* 指示内容:
- 1) 文書抜粋によると、現在の世界のSAF生産量は需要の何%未満に留まっていますか。
- 2) 文書抜粋の「2050年の環境目標を実現さ」から「なると見込まれているという。」までを(両端を含めて)、「アジア圏」を「アジア地域」に置き換えて書き直してください。
━━━━━ 文書抜粋 ━━━━━
全日本空輸(以下、ANA)および日本航空(以下、JAL)は、2050年のカーボンニュートラル実現に向けて普及が期待される持続可能な航空燃料(Sustainable Aviation Fuel 以下、SAF)の活用促進に関する市場調査を行い、考察をまとめたレポート「2050年航空輸送におけるCO2排出実質ゼロへ向けて」を策定したと発表した。
今回のレポートでは、SAFの有用性や必要量等について調査を行うことで、日本の航空業界において主に課題となる燃料の生産体制、流通・活用、そして諸外国および次世代へのインパクトに関する現状などについて読み解き、2050年CO2排出実質ゼロの実現に向けてカギとなる活動を明らかにしたという。
【レポートの主なポイント】
・SAFはバイオマスなど、収集・生産から燃焼までのライフサイクルでCO2排出量を従来の燃料より約80%削減することができるため、2050年に航空輸送によるCO2排出実質ゼロを実現するうえで不可欠な代替燃料。
また、空港等で給油する際、既存のインフラをそのまま活用できる点においても評価できるとのことだ。
・現在の世界のSAF生産量は需要の0.03%未満に留まっており、量産と普及が急務となっている。
2050年の環境目標を実現させるには、航空輸送に関わる産業が横断的に協力してSAFの技術開発、生産および利用を加速させ、2030年には最低でも使用燃料の10%をSAFへ移行するマイルストーンが必要であるとのことだ。
・航空輸送事業の成長率予測をもとに、2050年におけるCO2排出削減手法としてSAFを積極活用した場合に本邦航空会社の国内線と国際線および日本に就航する外国航空会社が日本の各空港で給油するために必要なSAFの量を算出したところ、2050年にCO2排出量実質ゼロを実現するためには日本で最大約2, 300万KLのSAFが必要という結果が分かったとしている。
・欧米諸国に比べ、アジア圏におけるSAFの生産・商用化は現状発展途上の状況ではあるが、今後航空需要が大きく拡大すると見込まれるアジア圏におけるSAF市場は2050年には約22兆円におよぶ巨大な市場になると見込まれているという。
━━━━━ 掲載項目 ━━━━━
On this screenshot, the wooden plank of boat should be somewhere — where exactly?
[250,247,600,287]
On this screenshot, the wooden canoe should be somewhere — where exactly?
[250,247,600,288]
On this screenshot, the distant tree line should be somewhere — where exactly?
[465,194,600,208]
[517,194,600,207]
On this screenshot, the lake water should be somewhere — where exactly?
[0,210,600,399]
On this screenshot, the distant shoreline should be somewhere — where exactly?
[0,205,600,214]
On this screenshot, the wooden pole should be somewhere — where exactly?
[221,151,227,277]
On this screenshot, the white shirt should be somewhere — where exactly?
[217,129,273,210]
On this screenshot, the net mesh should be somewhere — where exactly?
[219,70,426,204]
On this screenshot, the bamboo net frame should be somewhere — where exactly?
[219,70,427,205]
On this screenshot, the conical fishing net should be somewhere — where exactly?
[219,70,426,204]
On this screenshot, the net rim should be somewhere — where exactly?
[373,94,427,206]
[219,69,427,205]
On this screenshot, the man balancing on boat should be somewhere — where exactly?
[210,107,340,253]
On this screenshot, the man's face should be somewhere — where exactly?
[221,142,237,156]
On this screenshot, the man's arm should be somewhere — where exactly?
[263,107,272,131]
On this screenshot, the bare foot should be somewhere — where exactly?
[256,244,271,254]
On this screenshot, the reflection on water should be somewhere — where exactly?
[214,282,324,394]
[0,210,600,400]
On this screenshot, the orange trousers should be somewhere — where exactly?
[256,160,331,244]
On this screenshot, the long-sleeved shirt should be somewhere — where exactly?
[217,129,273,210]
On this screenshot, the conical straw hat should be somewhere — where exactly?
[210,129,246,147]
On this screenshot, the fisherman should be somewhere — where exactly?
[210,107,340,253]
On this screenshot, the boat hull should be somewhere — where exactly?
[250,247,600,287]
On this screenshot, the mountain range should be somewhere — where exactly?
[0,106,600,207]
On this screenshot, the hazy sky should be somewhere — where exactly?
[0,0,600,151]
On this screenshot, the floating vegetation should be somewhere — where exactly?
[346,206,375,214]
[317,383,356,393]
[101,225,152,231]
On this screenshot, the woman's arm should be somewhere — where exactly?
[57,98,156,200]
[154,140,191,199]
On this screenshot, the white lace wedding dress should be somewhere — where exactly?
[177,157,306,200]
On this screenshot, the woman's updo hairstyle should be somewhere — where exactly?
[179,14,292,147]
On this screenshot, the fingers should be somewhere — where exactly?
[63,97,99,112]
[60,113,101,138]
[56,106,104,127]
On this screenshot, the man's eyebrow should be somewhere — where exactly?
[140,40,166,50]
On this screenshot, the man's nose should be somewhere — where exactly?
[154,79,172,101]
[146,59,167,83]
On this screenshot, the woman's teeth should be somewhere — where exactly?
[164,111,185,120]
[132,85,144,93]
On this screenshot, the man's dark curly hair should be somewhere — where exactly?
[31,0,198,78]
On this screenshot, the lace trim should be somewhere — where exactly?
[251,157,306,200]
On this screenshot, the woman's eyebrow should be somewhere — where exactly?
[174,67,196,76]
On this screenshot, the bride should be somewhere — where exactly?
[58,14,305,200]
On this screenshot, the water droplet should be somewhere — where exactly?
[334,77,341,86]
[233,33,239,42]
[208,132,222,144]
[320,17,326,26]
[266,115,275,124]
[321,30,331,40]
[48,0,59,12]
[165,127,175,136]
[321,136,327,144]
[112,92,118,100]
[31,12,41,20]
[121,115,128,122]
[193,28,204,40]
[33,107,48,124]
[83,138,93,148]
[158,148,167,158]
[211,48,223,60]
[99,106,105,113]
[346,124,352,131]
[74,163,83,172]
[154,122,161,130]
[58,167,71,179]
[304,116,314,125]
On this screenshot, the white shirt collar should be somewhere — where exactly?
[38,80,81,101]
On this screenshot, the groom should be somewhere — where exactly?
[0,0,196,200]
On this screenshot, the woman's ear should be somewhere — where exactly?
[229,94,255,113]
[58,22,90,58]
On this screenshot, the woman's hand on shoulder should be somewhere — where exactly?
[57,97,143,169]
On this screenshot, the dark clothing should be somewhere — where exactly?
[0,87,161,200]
━━━━━
* 解答一覧:
- 1) 需要の0.03%未満です。

- 2)
2050年の環境目標を実現させるには、航空輸送に関わる産業が横断的に協力してSAFの技術開発、生産および利用を加速させ、2030年には最低でも使用燃料の10%をSAFへ移行するマイルストーンが必要であるとのことだ。
・航空輸送事業の成長率予測をもとに、2050年におけるCO2排出削減手法としてSAFを積極活用した場合に本邦航空会社の国内線と国際線および日本に就航する外国航空会社が日本の各空港で給油するために必要なSAFの量を算出したところ、2050年にCO2排出量実質ゼロを実現するためには日本で最大約2, 300万KLのSAFが必要という結果が分かったとしている。
・欧米諸国に比べ、アジア地域におけるSAFの生産・商用化は現状発展途上の状況ではあるが、今後航空需要が大きく拡大すると見込まれるアジア地域におけるSAF市場は2050年には約22兆円におよぶ巨大な市場になると見込まれているという。